** To be done **
Reproduce verbatim the lines of the listing below, starting at the line that contains "If you could point at the white window" and ending at the last line of the listing, with both of those lines included.

** Supplied records **
----------

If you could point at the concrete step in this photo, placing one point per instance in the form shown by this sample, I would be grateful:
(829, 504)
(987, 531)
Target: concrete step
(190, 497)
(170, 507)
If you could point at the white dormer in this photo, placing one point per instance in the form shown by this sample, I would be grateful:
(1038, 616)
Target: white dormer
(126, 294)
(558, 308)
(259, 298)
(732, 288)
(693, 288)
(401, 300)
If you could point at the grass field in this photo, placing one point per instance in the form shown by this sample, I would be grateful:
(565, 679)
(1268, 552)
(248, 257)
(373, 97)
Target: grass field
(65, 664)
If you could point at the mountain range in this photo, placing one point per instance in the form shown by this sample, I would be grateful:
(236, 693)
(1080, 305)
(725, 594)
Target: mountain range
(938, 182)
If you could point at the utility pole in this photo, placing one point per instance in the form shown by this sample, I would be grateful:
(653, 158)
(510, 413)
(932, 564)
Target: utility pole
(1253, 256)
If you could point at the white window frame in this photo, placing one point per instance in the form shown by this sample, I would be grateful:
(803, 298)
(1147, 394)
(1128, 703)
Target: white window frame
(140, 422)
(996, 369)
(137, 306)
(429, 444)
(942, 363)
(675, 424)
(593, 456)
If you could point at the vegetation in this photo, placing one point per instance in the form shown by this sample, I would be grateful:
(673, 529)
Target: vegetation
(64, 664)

----------

** Result of this task **
If you could point at the white window frame in this photo, placing one point per instance in the form shown by this sample, I would be grateful:
(803, 298)
(1147, 394)
(1128, 703)
Target: white window frame
(140, 422)
(996, 369)
(137, 306)
(429, 444)
(942, 363)
(675, 424)
(593, 456)
If you could point at the vegetation in this photo, placing one point per instance in the form shown by this sample, I would be grateful:
(673, 529)
Target: vegetation
(64, 664)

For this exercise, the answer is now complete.